Calls to NHS Direct have rocketed by 50% in the last few days, leaving the helpline at "breaking point", it was claimed today.

The call service is under huge pressure as flu infection rates more than doubled in the last week, the Daily Mail reports.



Patients were having to wait two days to speak a nurse with as many as 46,000 people calling the helpline last weekend at a rate of almost 960 an hour, it said.



A senior nurse told the Mail: "This is by far the worst it has ever been. People have not been receiving call-backs for 48 hours - it's appalling."



On Tuesday the Department of Health announced that 302 people were currently in intensive care with flu while 17 people had died.



Swine flu is still the most dominant strain of flu this winter, but there are other types, including type B.



But a Department of Health spokeswoman said the health service was coping "very well" with the outbreak of flu.



She said: "We are currently seeing an unusually high number of people in critical care with flu. But the NHS is well prepared.



"There is always more pressure on the NHS at this time of year and this year is no different.



"But the NHS is coping very well with only a small percentage of the intensive care capacity being taken up by patients with flu.



"However, as a cautionary approach, local health trusts are looking at how they can increase capacity if necessary.



"Prevention is better than cure - it's very important that people who are at risk have their free seasonal flu vaccination. All pregnant women should have the flu jab - at any stage of pregnancy. If you are eligible contact your GP or practice nurse now to get your seasonal flu jab.



"If people are at all concerned they can call NHS direct or speak to their GP."



NHS Direct chief executive Nick Chapman denied the service was at breaking point and said there had been no increase in calls related to flu or colds.



He told BBC Radio 4's Today programme: "We are not at breaking point. We continue to deal with large numbers of patients to give them advice. We are providing a good service, not as good as we would like, despite the efforts of our staff."



Mr Chapman went on: "I think it is right that because we are not able to provide the normal service, I think it is right I should apologise."



But he said only 4% of enquiries related to colds or flu: "We don't detect any particular upsurge in colds and flu."



He blamed the increase in enquiries on the cold snap meaning people were more reluctant to leave home to consult their doctor.



And he conceded that with the 50% increase in enquiries: "We find that is very difficult to cope with."
========================
- Problem: Edit the NHS Direct article by giving the passage starting at "On Tuesday the" and ending at "is well prepared.", with "spokeswoman" changed to "spokesperson".

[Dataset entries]
========================
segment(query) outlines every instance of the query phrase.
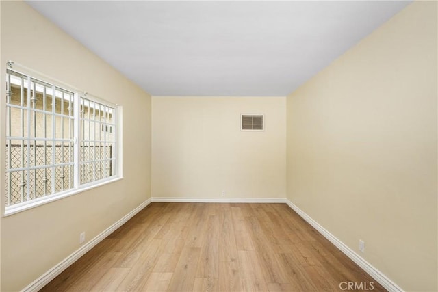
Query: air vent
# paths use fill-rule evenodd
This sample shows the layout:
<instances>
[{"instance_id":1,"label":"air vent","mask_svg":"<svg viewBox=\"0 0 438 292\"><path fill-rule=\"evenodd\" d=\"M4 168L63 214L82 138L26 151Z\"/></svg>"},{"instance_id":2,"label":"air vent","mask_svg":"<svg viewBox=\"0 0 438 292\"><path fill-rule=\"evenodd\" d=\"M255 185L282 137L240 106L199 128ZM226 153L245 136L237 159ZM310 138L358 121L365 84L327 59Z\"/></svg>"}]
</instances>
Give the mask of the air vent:
<instances>
[{"instance_id":1,"label":"air vent","mask_svg":"<svg viewBox=\"0 0 438 292\"><path fill-rule=\"evenodd\" d=\"M242 115L240 129L242 131L263 131L263 115Z\"/></svg>"}]
</instances>

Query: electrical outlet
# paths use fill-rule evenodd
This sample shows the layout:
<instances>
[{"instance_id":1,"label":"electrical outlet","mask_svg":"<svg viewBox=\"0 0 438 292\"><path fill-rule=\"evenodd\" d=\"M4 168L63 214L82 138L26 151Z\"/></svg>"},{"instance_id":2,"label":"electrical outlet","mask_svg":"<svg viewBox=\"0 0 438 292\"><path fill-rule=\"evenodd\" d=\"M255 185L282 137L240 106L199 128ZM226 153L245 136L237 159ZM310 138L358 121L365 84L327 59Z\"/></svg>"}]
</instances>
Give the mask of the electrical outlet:
<instances>
[{"instance_id":1,"label":"electrical outlet","mask_svg":"<svg viewBox=\"0 0 438 292\"><path fill-rule=\"evenodd\" d=\"M85 231L79 235L79 244L83 243L85 241Z\"/></svg>"},{"instance_id":2,"label":"electrical outlet","mask_svg":"<svg viewBox=\"0 0 438 292\"><path fill-rule=\"evenodd\" d=\"M359 240L359 250L365 252L365 242L362 239Z\"/></svg>"}]
</instances>

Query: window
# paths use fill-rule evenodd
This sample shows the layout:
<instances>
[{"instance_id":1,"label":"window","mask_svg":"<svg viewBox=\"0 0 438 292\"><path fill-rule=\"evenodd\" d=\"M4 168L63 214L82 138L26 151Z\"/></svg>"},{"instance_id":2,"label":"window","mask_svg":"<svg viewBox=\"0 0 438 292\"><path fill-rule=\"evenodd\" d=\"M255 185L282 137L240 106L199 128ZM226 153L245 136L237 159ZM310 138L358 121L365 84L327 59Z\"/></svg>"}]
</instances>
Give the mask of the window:
<instances>
[{"instance_id":1,"label":"window","mask_svg":"<svg viewBox=\"0 0 438 292\"><path fill-rule=\"evenodd\" d=\"M241 115L241 131L263 131L264 129L263 115L242 114Z\"/></svg>"},{"instance_id":2,"label":"window","mask_svg":"<svg viewBox=\"0 0 438 292\"><path fill-rule=\"evenodd\" d=\"M6 72L8 215L115 178L117 106Z\"/></svg>"},{"instance_id":3,"label":"window","mask_svg":"<svg viewBox=\"0 0 438 292\"><path fill-rule=\"evenodd\" d=\"M81 183L115 174L115 108L81 98Z\"/></svg>"}]
</instances>

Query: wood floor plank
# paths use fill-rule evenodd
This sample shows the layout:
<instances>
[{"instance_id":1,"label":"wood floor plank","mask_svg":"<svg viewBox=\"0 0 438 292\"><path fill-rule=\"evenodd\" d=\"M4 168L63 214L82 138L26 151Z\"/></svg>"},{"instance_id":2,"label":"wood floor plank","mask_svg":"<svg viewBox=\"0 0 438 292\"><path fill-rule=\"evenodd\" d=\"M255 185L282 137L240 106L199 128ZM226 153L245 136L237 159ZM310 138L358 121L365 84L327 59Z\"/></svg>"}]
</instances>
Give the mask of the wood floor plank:
<instances>
[{"instance_id":1,"label":"wood floor plank","mask_svg":"<svg viewBox=\"0 0 438 292\"><path fill-rule=\"evenodd\" d=\"M184 248L177 264L168 291L181 292L193 290L201 248Z\"/></svg>"},{"instance_id":2,"label":"wood floor plank","mask_svg":"<svg viewBox=\"0 0 438 292\"><path fill-rule=\"evenodd\" d=\"M110 269L90 290L90 291L114 291L117 289L131 269L113 267Z\"/></svg>"},{"instance_id":3,"label":"wood floor plank","mask_svg":"<svg viewBox=\"0 0 438 292\"><path fill-rule=\"evenodd\" d=\"M285 204L151 203L42 291L385 291Z\"/></svg>"},{"instance_id":4,"label":"wood floor plank","mask_svg":"<svg viewBox=\"0 0 438 292\"><path fill-rule=\"evenodd\" d=\"M172 275L172 273L152 273L141 290L148 292L165 292Z\"/></svg>"}]
</instances>

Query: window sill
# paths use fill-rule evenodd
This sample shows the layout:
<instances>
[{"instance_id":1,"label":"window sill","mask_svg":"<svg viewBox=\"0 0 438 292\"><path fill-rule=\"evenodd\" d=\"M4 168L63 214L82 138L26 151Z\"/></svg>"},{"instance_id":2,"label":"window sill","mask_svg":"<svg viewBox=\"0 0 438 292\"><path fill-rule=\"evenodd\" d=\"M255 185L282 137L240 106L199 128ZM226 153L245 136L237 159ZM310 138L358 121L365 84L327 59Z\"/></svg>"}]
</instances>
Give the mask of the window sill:
<instances>
[{"instance_id":1,"label":"window sill","mask_svg":"<svg viewBox=\"0 0 438 292\"><path fill-rule=\"evenodd\" d=\"M11 215L16 214L18 213L23 212L23 211L29 210L29 209L35 208L38 206L43 205L44 204L48 204L49 202L54 202L54 201L62 199L64 198L69 197L70 196L73 196L77 194L81 193L83 191L86 191L90 189L107 185L108 183L114 183L116 181L120 181L122 179L123 179L123 176L111 178L109 179L99 181L99 183L96 183L83 185L79 187L78 189L71 189L60 194L49 195L45 197L42 197L42 198L36 199L35 200L33 200L31 202L29 202L28 203L22 203L23 204L19 204L18 206L11 206L9 208L6 207L6 209L3 215L3 217L10 216Z\"/></svg>"}]
</instances>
========================
- Written reply:
On Tuesday the Department of Health announced that 302 people were currently in intensive care with flu while 17 people had died.



Swine flu is still the most dominant strain of flu this winter, but there are other types, including type B.



But a Department of Health spokesperson said the health service was coping "very well" with the outbreak of flu.



She said: "We are currently seeing an unusually high number of people in critical care with flu. But the NHS is well prepared.